→ Text passage:
Getting things done with the Extensible Markup Language
In March, I wrote an article (see Resources later in this article) about the Extensible Markup Language and its affinity to Linux and the Linux way of doing things. Due to overwhelming reader feedback, we have decided to schedule a series of follow-up articles. In this article and others to follow, I’ll take a closer look at some of the practical things you can do with XML.
Luckily for this purpose, the Linux community has taken to XML as well as I could have hoped. Many Linux development projects and languages use XML processors and libraries. The Cocoon project is building around Apache an XML-processing system that is, in at least one area, ahead of most commercial equivalents. KDE, the K Desktop Environment, uses XML as the native file format for its impressive KOffice. GNOME has an entire menagerie of XML tools, libraries, and applications, some part of the general releases and some strictly in CVS, the Concurrent Versions System. It is also nice to see that a trickle of apps — mostly GNOME Toolkit apps using libxml — are moving to XML-based config files, as I advocated in April.
In commercial space, both IBM’s DB2 Universal Datavase 6.1 and Oracle 8i have come to Linux with an aggressive adoption of XML and many tools for XML document management, with IBM’s WebSphere for Linux providing XML server tools, including a parser and data transformation tools. The other Universal DBMS engines for Linux are not far behind.
But there’s no need for me to trot out a long list of the XML projects for Linux. A quick search of Freshmeat with keywords such as XML, DOM, and XSL will yield riches for XML newbies and gurus alike.
What’s new in tag land?

Photo labels with bounding boxes:
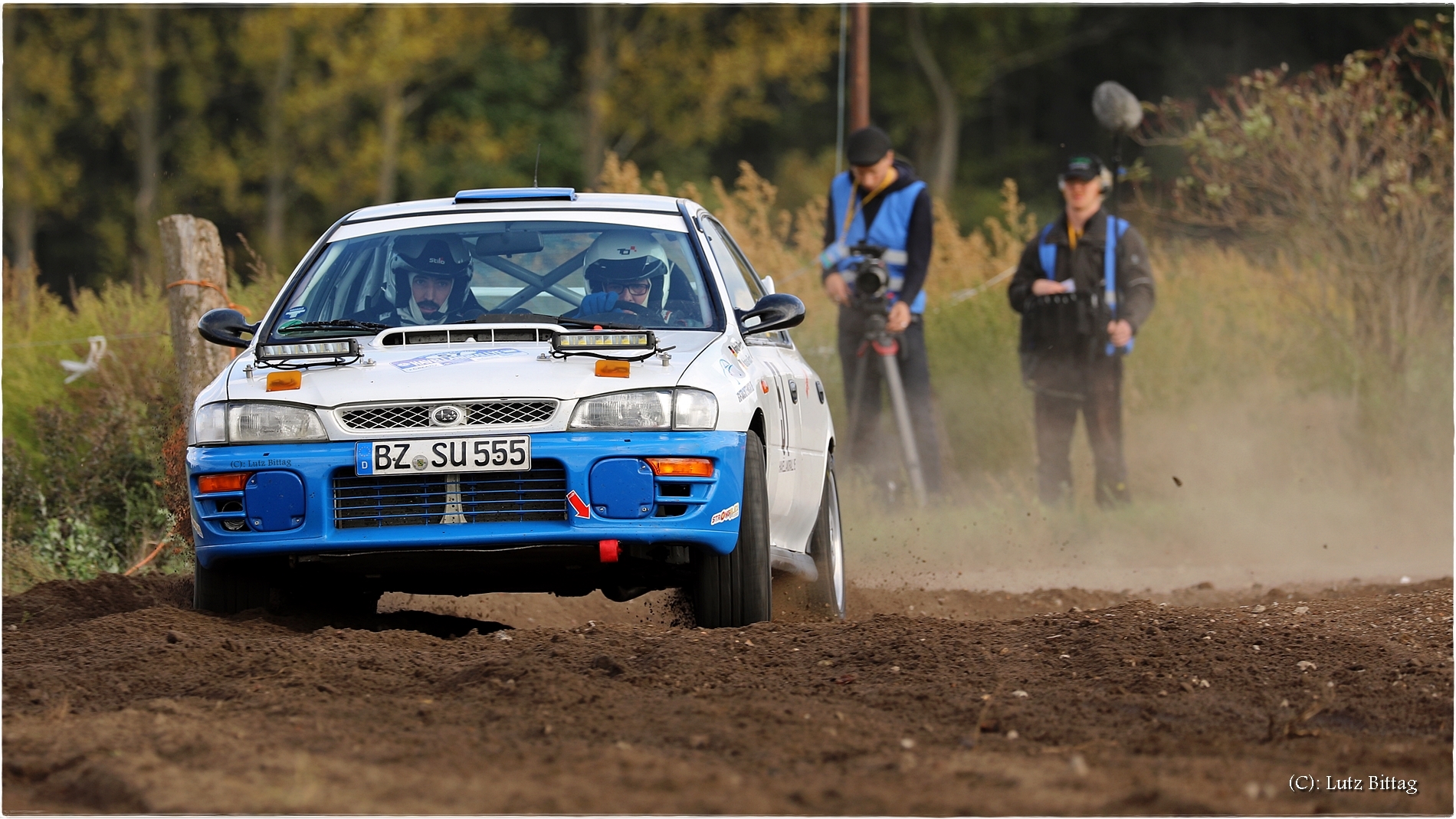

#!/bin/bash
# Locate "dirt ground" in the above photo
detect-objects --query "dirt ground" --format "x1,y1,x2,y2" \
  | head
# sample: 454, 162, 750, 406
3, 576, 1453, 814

---

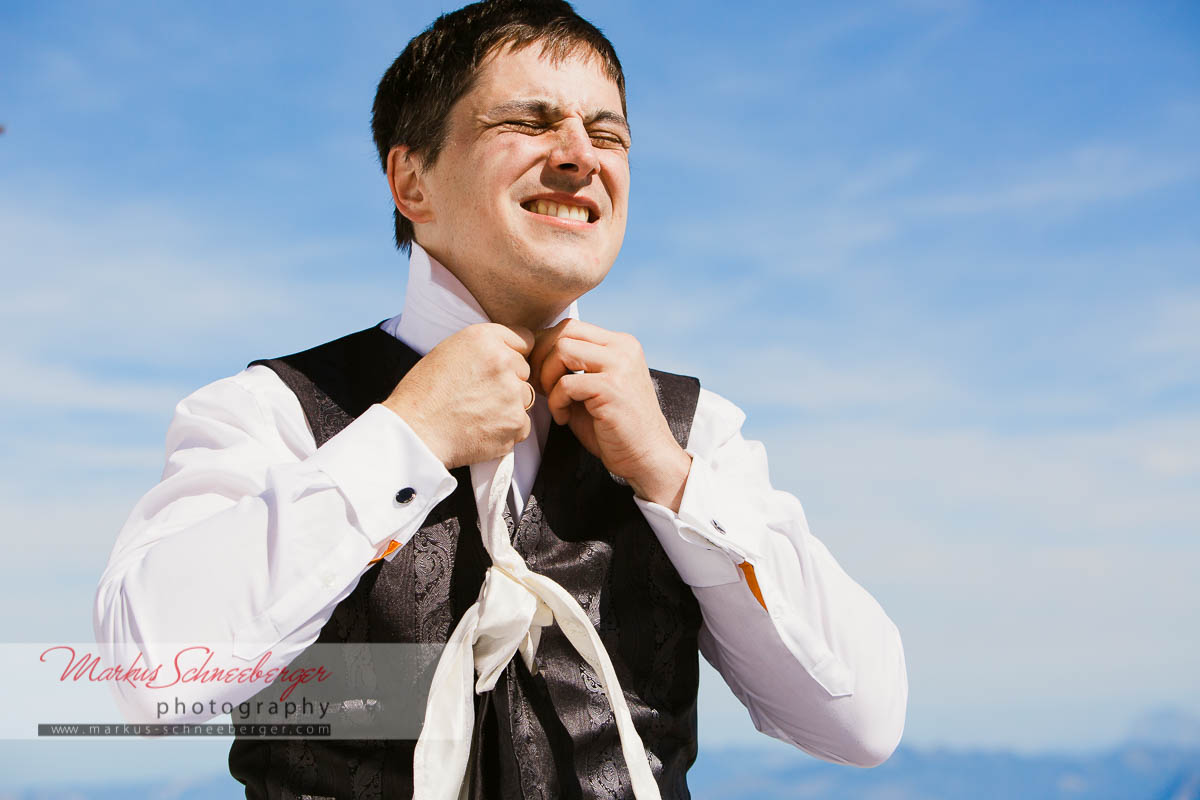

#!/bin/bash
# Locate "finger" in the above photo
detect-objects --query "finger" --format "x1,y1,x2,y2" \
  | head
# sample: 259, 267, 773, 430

→ Task requirements:
A) Transcribe the part of the XML article above that opens with the words containing "But there’s no" and closes with "and gurus alike.".
B) Pick up the XML article above where it stops and continue writing it.

→ Task answers:
A)
But there’s no need for me to trot out a long list of the XML projects for Linux. A quick search of Freshmeat with keywords such as XML, DOM, and XSL will yield riches for XML newbies and gurus alike.

B)
The standards bodies have been just as busy as the Linux hackers. It’s pretty safe to say that right now the key standards for XML are either at 1.0 or getting there quickly. These are the standards that will help truly establish XML’s interoperability:
- XML: the core standard
- Namespaces: a way to resolve tag-name clashes within XML documents
- DOM: the Document Object Model, a set of standard interfaces for accessing XML and HTML document components
- XSLT: Extensible Stylesheet Language Tranformation, a general language that is the best approach for exporting XML to an HTML-browser world
- XLink: the extended linking capabilities discussed in the April article
- XML Schema: perhaps not as far along as the others, this important spec addresses several shortcomings of DTD, the document type definition, for expressing constraints on XML documents
Other standards are complete or in process; they include XML Fragments, XML Query Language, and XHTML, an XML-compliant and thus thankfully strict dialect of HTML. But those are not as central as the standards in the list.
This article briefly describes these standards. Later, I’ll discuss how all these technologies can come together under Linux to lend a great deal of power to Linux applications.
First a few words on the font of all this activity: The XML 1.0 specification is still an amazing piece of work. It tackles the core language and the normal behavior of XML processors, dealing with such complex issues as character encodings along the way. If you want an esoteric discussion of what the standard should or should not have inherited from SGML, and other such minutiae, you could always watch such expert mailing lists as xml-dev, but for most purposes the core XML spec is a rock — and a particularly good example for other standards in every area except readability.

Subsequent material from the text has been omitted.